EXTRAIT DE DOCUMENT:

────

Il ne fallait surtout pas que je manque l’appel et j’ai amorcé un retour express vers le salon, mais c’est compliqué d’aller vite quand 15 kilos de bébé rageur sont agrippés à vos pieds.
Il m’en faut plus pour démolir mon bel enthousiasme, après tout, ces rafraîchissantes petites saynètes du quotidien me donnent de l’inspiration pour écrire mes chroniques !
Confinement, télétravail et ma fille : je ne peux pas y arriver
Je suis au téléphone avec une de mes clientes, celle-ci me dit que nous avons tout de même beaucoup de chance d’être auprès de nos petits chéris et j’acquiesce en souriant.
C’est pile le moment que choisit la petite chérie en question pour cracher dans ma tasse de café avant de me la rendre, hilare et de retourner regarder Love is Blind, une émission de téléréalité qui passe en ce moment sur Netflix.
De l’autre côté de la ligne, j’entends des tambourinements de plus en plus pressants et mon interlocutrice m’avoue s’être cachée dans les toilettes pour échapper à sa progéniture. Sans succès.
Son ton faussement amusé dissimule mal une angoisse grandissante, puisqu’il est maintenant clair que le verrou de la porte ne va plus résister longtemps aux assauts répétés.
Sur mon parquet poussiéreux, une tartine de nutella à moitié croquée est couverte de fourmis que ma fille lèche allègrement. Au moins elle aura eu sa dose de protéines aujourd’hui puisque notre repas de midi s’est exclusivement composé de cacahuètes et de biscuits apéritifs.
Entre deux demandes urgentes, je repère un e-mail expédié par le département des ressources humaines qui nous rappelle de prendre soin de nous et de nos familles et de ne surtout pas hésiter à lever le pied si nous sentons que nous le perdons (tu l’as ? Pardon).
Au même moment, ma messagerie instantanée me rappelle à l’ordre via un petit bip strident. Mon manager me demande de finir deux dossiers urgents avant 15h. Comme il est déjà 15h30, j’en déduis que les choses se déroulent parfaitement bien.
J’avise ma fille qui vient de se lever avec mollesse, le regard vide rongé par l’ennui. Les fourmis suscitées grouillent maintenant sur ses guenilles barbouillées de compote et de chocolat.
Elle les attrape une par une pour les écraser contre le mur en m’interpellant « Maman regarde ! ». Tant pis pour mon amour des sciences naturelles, je n’ai pas le temps d’assister à la démonstration, c’est l’heure du cinquième point rapide de la journée.
Ma fille retournera à la crèche le 11 Mai
Alors là c’est facile, si je n’arrive pas à gérer ma fille ET mon activité professionnelle, l’avantage revient à ma fille pour qui je dois tout abandonner quand il s’agit de sa santé.
Je ne sais pas quelle est ta situation, mais si j’annonce à mon employeur que je me barre indéfiniment m’occuper de ma progéniture, il me témoignera tout son soutien avant de me couper définitivement les vivres.
Je veux bien que l’amour et l’eau fraîche nourrissent les jeunes amants fougueux, mais cela ne suffit certainement pas au bambin affamé dont le nombre d’en-cas quotidiens dépasse souvent la vingtaine.

────

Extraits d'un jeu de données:
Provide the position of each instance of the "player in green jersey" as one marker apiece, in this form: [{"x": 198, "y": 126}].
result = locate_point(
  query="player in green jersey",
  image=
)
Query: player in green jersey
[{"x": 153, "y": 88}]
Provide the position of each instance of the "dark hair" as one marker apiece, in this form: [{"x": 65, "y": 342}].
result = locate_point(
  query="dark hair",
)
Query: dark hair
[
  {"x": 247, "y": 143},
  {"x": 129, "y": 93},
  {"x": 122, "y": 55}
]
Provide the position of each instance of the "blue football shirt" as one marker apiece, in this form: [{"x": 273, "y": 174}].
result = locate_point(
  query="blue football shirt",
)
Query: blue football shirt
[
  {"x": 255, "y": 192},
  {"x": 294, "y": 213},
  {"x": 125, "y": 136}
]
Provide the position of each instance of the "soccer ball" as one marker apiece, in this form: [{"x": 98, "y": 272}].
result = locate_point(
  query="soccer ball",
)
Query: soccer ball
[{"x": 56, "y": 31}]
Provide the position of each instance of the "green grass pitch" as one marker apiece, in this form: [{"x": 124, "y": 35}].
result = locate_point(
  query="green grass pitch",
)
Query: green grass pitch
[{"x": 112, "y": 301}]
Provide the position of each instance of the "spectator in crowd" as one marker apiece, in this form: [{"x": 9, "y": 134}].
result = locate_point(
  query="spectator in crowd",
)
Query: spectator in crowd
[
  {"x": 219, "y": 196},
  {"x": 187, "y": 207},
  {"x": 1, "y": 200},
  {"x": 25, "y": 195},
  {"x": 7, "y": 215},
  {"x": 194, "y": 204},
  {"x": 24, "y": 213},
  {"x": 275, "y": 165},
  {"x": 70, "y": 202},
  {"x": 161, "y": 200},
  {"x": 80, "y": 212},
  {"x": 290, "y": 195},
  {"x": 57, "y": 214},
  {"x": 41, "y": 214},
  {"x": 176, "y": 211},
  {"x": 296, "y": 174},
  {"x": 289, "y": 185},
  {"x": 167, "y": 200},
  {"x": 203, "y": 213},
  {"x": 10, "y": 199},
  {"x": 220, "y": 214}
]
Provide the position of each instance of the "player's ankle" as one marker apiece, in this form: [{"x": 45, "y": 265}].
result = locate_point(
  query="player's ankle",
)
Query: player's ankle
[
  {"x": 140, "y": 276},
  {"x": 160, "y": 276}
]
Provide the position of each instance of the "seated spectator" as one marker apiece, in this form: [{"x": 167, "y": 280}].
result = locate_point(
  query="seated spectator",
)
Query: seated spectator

────

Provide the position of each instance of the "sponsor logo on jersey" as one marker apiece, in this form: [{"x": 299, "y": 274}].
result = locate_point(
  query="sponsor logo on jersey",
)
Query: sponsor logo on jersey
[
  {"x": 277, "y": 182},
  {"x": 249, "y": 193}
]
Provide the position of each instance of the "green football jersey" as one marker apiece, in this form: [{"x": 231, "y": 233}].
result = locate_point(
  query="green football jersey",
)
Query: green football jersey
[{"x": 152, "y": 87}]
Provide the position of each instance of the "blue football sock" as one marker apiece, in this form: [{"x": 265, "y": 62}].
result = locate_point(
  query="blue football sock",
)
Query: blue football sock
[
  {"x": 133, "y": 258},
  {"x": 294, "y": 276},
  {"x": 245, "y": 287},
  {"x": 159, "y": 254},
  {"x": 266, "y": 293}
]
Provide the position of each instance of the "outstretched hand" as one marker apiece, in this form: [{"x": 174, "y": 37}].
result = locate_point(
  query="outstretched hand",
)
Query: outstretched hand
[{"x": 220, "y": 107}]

────

TRAVAIL DEMANDÉ 1:
Relevez dans l'extrait tous les moyens de communication par lesquels passent les échanges professionnels.
TRAVAIL DEMANDÉ 2:
Reproduisez à l'identique le passage de l'extrait qui va de « Elle les attrape » jusqu'à « définitivement les vivres. ».

RÉPONSE ATTENDUE 1:
le téléphone, l'e-mail, la messagerie instantanée

RÉPONSE ATTENDUE 2:
Elle les attrape une par une pour les écraser contre le mur en m’interpellant « Maman regarde ! ». Tant pis pour mon amour des sciences naturelles, je n’ai pas le temps d’assister à la démonstration, c’est l’heure du cinquième point rapide de la journée.
Ma fille retournera à la crèche le 11 Mai
Alors là c’est facile, si je n’arrive pas à gérer ma fille ET mon activité professionnelle, l’avantage revient à ma fille pour qui je dois tout abandonner quand il s’agit de sa santé.
Je ne sais pas quelle est ta situation, mais si j’annonce à mon employeur que je me barre indéfiniment m’occuper de ma progéniture, il me témoignera tout son soutien avant de me couper définitivement les vivres.